● EXERCISE AIM
Convert every line of the material below into a Markdown table with the columns "Row" and "Line," numbering the rows and skipping blank lines. Leave the pictures out of the answer.

● Records for pointing at named objects
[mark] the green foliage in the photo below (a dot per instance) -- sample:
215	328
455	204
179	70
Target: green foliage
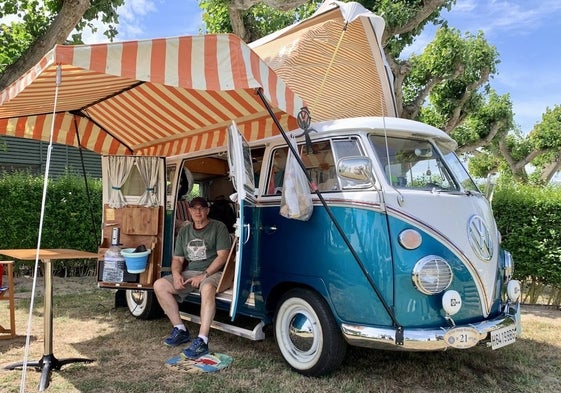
398	13
546	134
31	18
528	218
67	219
260	19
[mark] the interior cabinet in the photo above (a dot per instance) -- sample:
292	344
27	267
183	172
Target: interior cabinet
138	225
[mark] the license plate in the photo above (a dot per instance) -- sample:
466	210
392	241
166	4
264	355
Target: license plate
503	336
462	337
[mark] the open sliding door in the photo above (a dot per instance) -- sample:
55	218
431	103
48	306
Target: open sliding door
241	172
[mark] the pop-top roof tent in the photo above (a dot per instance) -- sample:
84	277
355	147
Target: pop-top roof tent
150	97
334	60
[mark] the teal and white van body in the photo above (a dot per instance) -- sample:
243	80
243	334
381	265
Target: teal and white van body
401	251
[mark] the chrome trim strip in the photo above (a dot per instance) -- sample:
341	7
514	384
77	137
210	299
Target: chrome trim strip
424	339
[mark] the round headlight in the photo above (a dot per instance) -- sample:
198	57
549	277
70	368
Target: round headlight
432	275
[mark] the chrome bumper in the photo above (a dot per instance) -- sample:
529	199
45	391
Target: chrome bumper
425	339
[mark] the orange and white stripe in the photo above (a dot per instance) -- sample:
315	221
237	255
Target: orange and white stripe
157	97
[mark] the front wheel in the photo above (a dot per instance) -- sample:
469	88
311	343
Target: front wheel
307	335
143	304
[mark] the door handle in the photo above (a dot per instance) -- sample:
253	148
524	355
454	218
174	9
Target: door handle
248	232
270	229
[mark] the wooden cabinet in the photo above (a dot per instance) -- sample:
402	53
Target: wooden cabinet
138	225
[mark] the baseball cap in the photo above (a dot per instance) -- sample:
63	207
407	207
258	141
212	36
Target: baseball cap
198	201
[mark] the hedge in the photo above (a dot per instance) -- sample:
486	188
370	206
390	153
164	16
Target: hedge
528	218
70	219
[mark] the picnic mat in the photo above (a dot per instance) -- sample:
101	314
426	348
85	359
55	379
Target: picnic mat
205	364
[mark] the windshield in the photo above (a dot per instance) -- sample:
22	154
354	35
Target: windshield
417	164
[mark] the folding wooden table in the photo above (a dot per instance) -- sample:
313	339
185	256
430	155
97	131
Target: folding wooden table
48	362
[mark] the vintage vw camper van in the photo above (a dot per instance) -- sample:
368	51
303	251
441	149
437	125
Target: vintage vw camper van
401	251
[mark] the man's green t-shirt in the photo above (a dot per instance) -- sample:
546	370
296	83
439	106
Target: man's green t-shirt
199	246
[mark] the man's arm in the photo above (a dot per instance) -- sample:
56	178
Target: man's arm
176	270
215	266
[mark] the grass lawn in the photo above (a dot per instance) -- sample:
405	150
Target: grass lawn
129	356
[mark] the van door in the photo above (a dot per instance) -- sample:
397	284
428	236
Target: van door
241	172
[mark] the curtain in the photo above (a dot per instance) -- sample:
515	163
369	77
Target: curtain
148	168
119	169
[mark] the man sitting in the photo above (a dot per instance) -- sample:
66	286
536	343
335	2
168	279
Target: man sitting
204	245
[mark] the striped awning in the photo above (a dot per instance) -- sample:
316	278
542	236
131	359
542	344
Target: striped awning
150	97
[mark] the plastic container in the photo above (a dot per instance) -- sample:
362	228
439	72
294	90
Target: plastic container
135	261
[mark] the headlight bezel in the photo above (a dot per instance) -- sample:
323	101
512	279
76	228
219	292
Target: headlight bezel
432	275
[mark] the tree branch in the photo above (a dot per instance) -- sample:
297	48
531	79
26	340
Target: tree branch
429	6
57	33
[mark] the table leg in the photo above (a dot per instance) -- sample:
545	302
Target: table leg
48	362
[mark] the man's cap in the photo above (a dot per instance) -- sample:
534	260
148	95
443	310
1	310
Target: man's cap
198	201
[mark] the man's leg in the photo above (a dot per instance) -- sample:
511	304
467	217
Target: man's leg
208	308
199	346
165	292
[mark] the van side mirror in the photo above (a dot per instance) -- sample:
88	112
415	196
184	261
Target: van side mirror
355	173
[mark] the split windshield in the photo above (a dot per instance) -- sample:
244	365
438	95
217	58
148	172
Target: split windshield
417	164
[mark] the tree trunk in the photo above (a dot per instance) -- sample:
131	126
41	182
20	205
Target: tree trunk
57	33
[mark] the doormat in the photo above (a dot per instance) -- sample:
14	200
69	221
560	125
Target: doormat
205	364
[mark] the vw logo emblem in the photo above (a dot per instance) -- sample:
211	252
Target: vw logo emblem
480	238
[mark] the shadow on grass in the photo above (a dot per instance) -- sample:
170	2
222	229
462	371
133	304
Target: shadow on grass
129	357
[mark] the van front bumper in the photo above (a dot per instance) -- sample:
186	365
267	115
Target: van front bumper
428	339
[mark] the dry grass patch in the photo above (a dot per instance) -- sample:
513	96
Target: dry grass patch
129	356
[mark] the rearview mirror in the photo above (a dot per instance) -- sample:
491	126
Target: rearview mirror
355	172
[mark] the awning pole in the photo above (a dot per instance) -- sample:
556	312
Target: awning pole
41	219
90	204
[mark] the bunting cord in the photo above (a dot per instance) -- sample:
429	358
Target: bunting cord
41	219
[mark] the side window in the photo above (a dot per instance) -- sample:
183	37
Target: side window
410	163
276	172
320	162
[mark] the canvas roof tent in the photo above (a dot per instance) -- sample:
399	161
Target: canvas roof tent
334	60
150	97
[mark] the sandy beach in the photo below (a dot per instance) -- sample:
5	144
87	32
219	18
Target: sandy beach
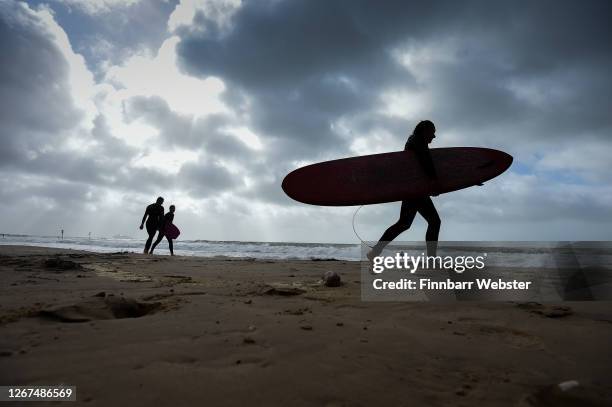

● EXPECTED ANSWER
| Row | Line |
|---|---|
| 1 | [mark] the green foliage in the photo below (a dot per instance) -- sample: |
| 2 | 215	328 |
| 3 | 455	204 |
| 4 | 179	70 |
| 5 | Target: green foliage |
| 6 | 398	13 |
| 7 | 546	134 |
| 8 | 31	18 |
| 9 | 528	218 |
| 10 | 67	219 |
| 11 | 260	19 |
| 12 | [mark] the interior cabinet in the photo above (a dot per instance) -- sample: |
| 13 | 292	344 |
| 14 | 27	267 |
| 15 | 183	172 |
| 16 | Target: interior cabinet |
| 17 | 138	225 |
| 18 | [mark] the license plate in the photo above (a dot per instance) -- sample: |
| 19 | 466	210 |
| 20 | 392	241 |
| 21 | 166	4 |
| 22 | 264	355 |
| 23 | Target: license plate |
| 24 | 503	336 |
| 25 | 462	337 |
| 26 | [mark] the open sliding door in the photo above (a dot per instance) -- sample: |
| 27 | 55	218 |
| 28 | 431	103 |
| 29 | 48	306 |
| 30 | Target: open sliding door |
| 31 | 241	172 |
| 32 | [mark] the pop-top roof tent in the photo above (a dot per instance) -- sample: |
| 33 | 84	277 |
| 34 | 355	147 |
| 35 | Target: pop-top roof tent |
| 36 | 150	97 |
| 37 | 334	60 |
| 38 | [mark] the teal and white van body in the photo above (a dot per instance) -- sample: |
| 39 | 243	80 |
| 40 | 243	334 |
| 41 | 381	265 |
| 42 | Target: teal and white van body |
| 43 | 401	251 |
| 44 | [mark] the chrome trim strip in the photo above (a dot per instance) -- sample: |
| 45 | 341	7 |
| 46 | 514	384 |
| 47 | 77	137 |
| 48 | 210	299 |
| 49 | Target: chrome trim strip |
| 50 | 424	339 |
| 51 | [mark] the round headlight in the photo above (a dot per instance) -- sample: |
| 52 | 198	57 |
| 53 | 549	277 |
| 54 | 70	368 |
| 55 | Target: round headlight |
| 56 | 432	275 |
| 57 | [mark] the chrome bumper in the photo above (a dot per instance) -- sample: |
| 58 | 529	199 |
| 59 | 45	391 |
| 60 | Target: chrome bumper |
| 61 | 425	339 |
| 62 | [mark] the orange and white stripe in the photo above (a dot per instance) -- sample: |
| 63 | 315	221 |
| 64 | 237	255 |
| 65 | Target: orange and white stripe |
| 66 | 157	97 |
| 67 | [mark] the front wheel in the photo above (a dot per instance) -- sample: |
| 68 | 469	88 |
| 69 | 311	343 |
| 70 | Target: front wheel |
| 71 | 307	335 |
| 72 | 143	304 |
| 73 | [mark] the door handle in the photo above (a dot per instance) -- sample: |
| 74 | 253	148 |
| 75 | 524	355 |
| 76 | 454	218 |
| 77 | 174	9 |
| 78 | Target: door handle |
| 79 | 248	232 |
| 80 | 270	229 |
| 81 | [mark] the wooden cabinet in the photo above (a dot per instance) -- sample: |
| 82 | 402	53 |
| 83 | Target: wooden cabinet |
| 84 | 138	225 |
| 85 | [mark] the baseball cap in the photo above (a dot per instance) -- sample: |
| 86 | 63	207 |
| 87 | 407	207 |
| 88 | 258	141 |
| 89 | 212	36 |
| 90 | Target: baseball cap |
| 91 | 198	201 |
| 92 | [mark] the hedge in the photo above (a dot per instance) -- sample: |
| 93 | 486	188 |
| 94 | 370	206 |
| 95 | 390	153 |
| 96 | 164	16 |
| 97 | Target: hedge |
| 98 | 528	218 |
| 99 | 70	219 |
| 100 | [mark] the picnic mat in the photo above (a dot per instance) -- sample: |
| 101 | 101	314 |
| 102 | 426	348 |
| 103 | 85	359 |
| 104 | 55	379 |
| 105 | Target: picnic mat |
| 106 | 205	364 |
| 107 | [mark] the windshield in the photo above (a dot per instance) -- sample: |
| 108 | 22	154 |
| 109 | 354	35 |
| 110 | Target: windshield |
| 111 | 417	164 |
| 112 | [mark] the folding wooden table in the photo above (a dot per instance) -- sample: |
| 113 | 313	339 |
| 114 | 185	256 |
| 115 | 430	155 |
| 116 | 97	131 |
| 117 | Target: folding wooden table |
| 118 | 48	362 |
| 119 | [mark] the vintage vw camper van in the photo above (a dot per instance) -- sample: |
| 120 | 368	51 |
| 121 | 303	251 |
| 122 | 441	149 |
| 123 | 437	125 |
| 124 | Target: vintage vw camper van |
| 125 | 401	251 |
| 126 | [mark] the man's green t-shirt in the photo above (a dot per instance) -- sample: |
| 127 | 546	370 |
| 128 | 296	83 |
| 129 | 439	106 |
| 130 | Target: man's green t-shirt |
| 131 | 199	246 |
| 132 | [mark] the man's arm in the photo above (a dot per instance) -- sample: |
| 133 | 56	178 |
| 134 | Target: man's arm |
| 135 | 176	270 |
| 136 | 215	266 |
| 137 | [mark] the grass lawn in the photo above (a dot per instance) -- sample: |
| 138 | 405	150 |
| 139 | Target: grass lawn |
| 140 | 129	356 |
| 141 | [mark] the van door in the photo above (a dot per instance) -- sample: |
| 142 | 397	284 |
| 143 | 428	236 |
| 144 | Target: van door |
| 145 | 241	172 |
| 146 | [mark] the curtain in the photo above (a dot per instance) -- sample: |
| 147 | 515	163 |
| 148 | 369	77 |
| 149 | Target: curtain |
| 150 | 148	168 |
| 151 | 119	169 |
| 152 | [mark] the man sitting in the photo above (a dot per instance) -- sample: |
| 153 | 66	286 |
| 154 | 536	343 |
| 155 | 335	2 |
| 156 | 168	279 |
| 157 | Target: man sitting |
| 158 | 204	245 |
| 159 | [mark] the striped awning in the photo above (a dot per instance) -- sample: |
| 160 | 316	278 |
| 161 | 542	236 |
| 162 | 131	359 |
| 163 | 542	344 |
| 164 | Target: striped awning |
| 165 | 150	97 |
| 166 | [mark] the plastic container in the photo above (a dot per instance) -- sample: |
| 167 | 362	228 |
| 168 | 439	72 |
| 169 | 294	90 |
| 170 | Target: plastic container |
| 171 | 135	261 |
| 172 | [mark] the headlight bezel in the photo above (a dot per instance) -- sample: |
| 173 | 323	101 |
| 174 | 512	279 |
| 175 | 76	228 |
| 176 | 219	292 |
| 177 | Target: headlight bezel |
| 178 | 432	275 |
| 179 | [mark] the tree branch in the photo above (a dot per instance) -- sample: |
| 180 | 297	48 |
| 181 | 531	79 |
| 182 | 26	340 |
| 183 | Target: tree branch |
| 184 | 429	6 |
| 185 | 57	33 |
| 186 | [mark] the table leg in the photo above (a dot per instance) -- sample: |
| 187 | 545	302 |
| 188 | Target: table leg |
| 189 | 48	362 |
| 190 | [mark] the man's cap in the photo above (a dot per instance) -- sample: |
| 191 | 534	260 |
| 192 | 148	95 |
| 193 | 443	310 |
| 194 | 1	310 |
| 195 | Target: man's cap |
| 196 | 198	201 |
| 197 | [mark] the man's leg in the photo above (a dot per instance) -- sample: |
| 198 | 511	304 |
| 199 | 467	217 |
| 200 | Target: man's leg |
| 201 | 208	308 |
| 202 | 199	346 |
| 203 | 165	292 |
| 204 | [mark] the van side mirror in the photo above (a dot per instance) -- sample: |
| 205 | 88	112 |
| 206 | 415	196 |
| 207 | 184	261 |
| 208 | Target: van side mirror |
| 209 | 355	173 |
| 210 | [mark] the split windshield in the photo above (a dot per instance) -- sample: |
| 211 | 244	365 |
| 212 | 438	95 |
| 213 | 217	58 |
| 214 | 148	172 |
| 215 | Target: split windshield |
| 216 | 417	164 |
| 217 | [mark] the tree trunk in the photo above (a dot per instance) -- sample: |
| 218 | 131	126 |
| 219 | 41	182 |
| 220 | 20	205 |
| 221 | Target: tree trunk |
| 222 | 57	33 |
| 223 | [mark] the doormat in the photo above (a dot per instance) -- sample: |
| 224 | 14	200 |
| 225 | 69	221 |
| 226 | 560	125 |
| 227 | Target: doormat |
| 228 | 205	364 |
| 229 | [mark] the vw logo emblem in the photo above (a dot per instance) -- sample: |
| 230 | 211	252 |
| 231 | Target: vw logo emblem |
| 232 | 480	238 |
| 233 | [mark] the shadow on grass in the photo above (a dot per instance) -- sample: |
| 234 | 170	2 |
| 235 | 222	229 |
| 236 | 462	371 |
| 237 | 133	304 |
| 238 | Target: shadow on grass |
| 239 | 129	357 |
| 240 | [mark] the van front bumper in the photo above (a dot per instance) -- sample: |
| 241 | 186	365 |
| 242 | 267	115 |
| 243 | Target: van front bumper |
| 244 | 428	339 |
| 245 | [mark] the dry grass patch in the photo above (a dot per instance) -- sample: |
| 246 | 513	96 |
| 247 | Target: dry grass patch |
| 248 | 129	356 |
| 249 | [mark] the rearview mirror in the photo above (a dot per instance) -- sample: |
| 250 | 491	126 |
| 251 | Target: rearview mirror |
| 252 | 355	172 |
| 253 | [mark] the awning pole in the photo above (a dot per instance) -- sample: |
| 254 | 556	312 |
| 255 | Target: awning pole |
| 256 | 41	219 |
| 257 | 90	204 |
| 258 | [mark] the bunting cord in the photo above (a dot per instance) -- sample: |
| 259 | 429	358 |
| 260 | Target: bunting cord |
| 261 | 41	219 |
| 262 | [mark] the side window in the photo above (a dot per instance) -- sample: |
| 263 | 183	37 |
| 264 | Target: side window |
| 265 | 410	163 |
| 266 | 276	172 |
| 267 | 320	162 |
| 268 | [mark] the canvas roof tent in the photo above (a dot per instance) -- sample: |
| 269 | 399	161 |
| 270 | Target: canvas roof tent |
| 271 | 334	60 |
| 272 | 150	97 |
| 273 | [mark] the sandy beach in the photo below (a dot per instance) -- sample: |
| 274 | 5	144 |
| 275 | 87	32 |
| 276 | 219	18 |
| 277 | Target: sandy beach |